Well after I'd visited the museum, the abbey and church plus had a walk around it was almost time to catch the train, which only runs every four hours or something silly. I could have caught the bus back, but I fancied the train trip for some different scenery than I saw on the way there. Also I overheard on the bus there someone say that the bus back is often very crowded, as it was on the way there, and didn't fancy having to stand for the ~2 hour journey.

Also I had large breakfasts in the hotel so wasn't eating anything from the morning until the evening.


----------



## danny la rouge (Oct 15, 2011)

Bungle73 said:


> Well after I'd visited the museum, the abbey and church plus had a walk around it was almost time to catch the train, which only runs every four hours or something silly. I could have caught the bus back, but I fancied the train trip for some different scenery than I saw on the way there. Also I overheard on the bus there someone say that the bus back is often very crowded, as it was on the way there, and didn't fancy having to stand for the ~2 hour journey.
> 
> Also I had large breakfasts in the hotel so wasn't eating anything from the morning until the evening.


Lightweight.  

The train sounds great, btw.  I saw where it ran over the moors.  Must have been beautiful.


----------



## Fuchs66 (Oct 15, 2011)

▸ **Data shown**
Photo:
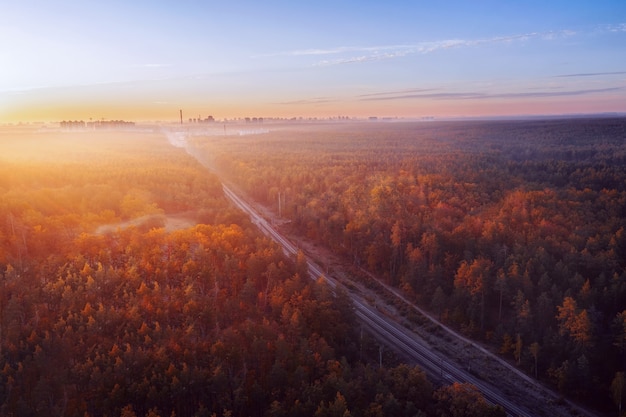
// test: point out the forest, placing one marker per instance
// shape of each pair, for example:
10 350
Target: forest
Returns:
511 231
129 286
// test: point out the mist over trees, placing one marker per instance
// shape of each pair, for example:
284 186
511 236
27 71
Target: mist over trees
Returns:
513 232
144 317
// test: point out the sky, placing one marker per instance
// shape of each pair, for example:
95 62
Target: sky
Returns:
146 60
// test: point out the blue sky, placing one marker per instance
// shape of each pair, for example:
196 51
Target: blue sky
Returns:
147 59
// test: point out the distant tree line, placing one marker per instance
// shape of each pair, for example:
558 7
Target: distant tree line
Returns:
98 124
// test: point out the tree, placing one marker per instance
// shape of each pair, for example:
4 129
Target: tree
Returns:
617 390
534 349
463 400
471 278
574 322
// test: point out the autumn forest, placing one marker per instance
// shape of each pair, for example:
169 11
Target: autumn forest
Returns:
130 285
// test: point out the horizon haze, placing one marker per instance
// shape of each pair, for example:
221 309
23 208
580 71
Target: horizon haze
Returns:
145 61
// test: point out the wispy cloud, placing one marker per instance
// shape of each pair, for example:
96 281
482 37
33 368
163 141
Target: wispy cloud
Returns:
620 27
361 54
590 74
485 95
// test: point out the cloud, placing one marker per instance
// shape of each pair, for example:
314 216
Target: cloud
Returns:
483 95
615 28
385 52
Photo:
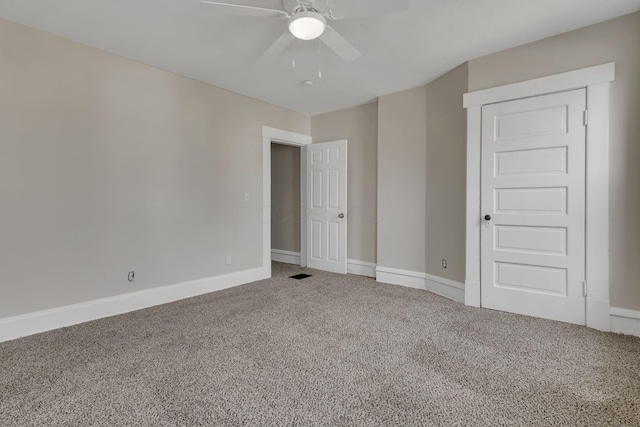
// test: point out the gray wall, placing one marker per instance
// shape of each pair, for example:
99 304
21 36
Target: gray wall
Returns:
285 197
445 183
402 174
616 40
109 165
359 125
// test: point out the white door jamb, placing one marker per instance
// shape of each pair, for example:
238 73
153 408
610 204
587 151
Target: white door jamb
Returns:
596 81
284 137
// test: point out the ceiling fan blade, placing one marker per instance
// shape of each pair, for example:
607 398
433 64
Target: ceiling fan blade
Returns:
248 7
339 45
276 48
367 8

▸ **Prompt 1**
Return the stretch of the forum thread about the abbey trip from "## danny la" through "Lightweight.", copied word for word.
▸ **Prompt 2**
According to the forum thread about the abbey trip, why did the poster take the train back instead of the bus? Answer in one to three sentences.
▸ **Prompt 3**
Write what comes next in the forum thread about the abbey trip, starting after its final line.

▸ **Expected answer 1**
## danny la rouge (Oct 15, 2011)

Bungle73 said:


> Well after I'd visited the museum, the abbey and church plus had a walk around it was almost time to catch the train, which only runs every four hours or something silly. I could have caught the bus back, but I fancied the train trip for some different scenery than I saw on the way there. Also I overheard on the bus there someone say that the bus back is often very crowded, as it was on the way there, and didn't fancy having to stand for the ~2 hour journey.
> 
> Also I had large breakfasts in the hotel so wasn't eating anything from the morning until the evening.


Lightweight.

▸ **Expected answer 2**
The poster wanted to see different scenery from what they had seen on the way there. They had also overheard someone on the bus say that the bus back is often very crowded, and they didn't want to stand for the roughly two-hour journey.

▸ **Expected answer 3**
Used to spend lots of time up on the moors as a kid, catching adders, finding unexploded shells and falling into hidden swamps.


----------



## Bungle73 (Oct 15, 2011)

danny la rouge said:


> Lightweight.
> 
> The train sounds great, btw. I saw where it ran over the moors. Must have been beautiful.


Yep.  Saw some great stuff like Rosebury Topping.

There's a website all about the line here: http://www.eskvalleyrailway.co.uk/


----------



## sim667 (Oct 17, 2011)

Fuchs66 said:


> Dont just visit Whitby though, get away from the town and head off to Robin Hood's Bay it's a lot nicer.



I do love whitby, but ill agree robin hoods bay is beautiful/


----------



## Bingo (Jan 16, 2012)

Hoping to make it up here with my lass in a couple of weeks, don't spose anyone can recommend a good bnb/ little hotel?


----------



## editor (Jan 16, 2012)

Bingo said:


> Hoping to make it up here with my lass in a couple of weeks, don't spose anyone can recommend a good bnb/ little hotel?


We stayed at La Rosa. It's a bit groovy-hipster, but fun.
http://larosa.co.uk/hotel/index.html


----------



## Bingo (Jan 16, 2012)

Yeah seen it, always wanted to rent top deck out with mates, not sure if I can afford 2 nights there tho! Spotted these two 

www.the-black-horse.com

www.sandersyard.co.uk


----------



## Bingo (Jan 16, 2012)

Does la Rosa have a little tea room as well? Might just pop in for a brew if so


----------



## Cribynkle (Jan 16, 2012)

Bingo said:


> Hoping to make it up here with my lass in a couple of weeks, don't spose anyone can recommend a good bnb/ little hotel?


I stayed at The Locker in Robin Hood's bay when I was over that way last year. Not Whitby but about a 10 minute taxi ride or a cliff top walk and it's an amazing place to stay


----------



## editor (Jan 16, 2012)

Bingo said:


> Does la Rosa have a little tea room as well? Might just pop in for a brew if so


They do indeed.


----------



## StoneRoad (Jan 16, 2012)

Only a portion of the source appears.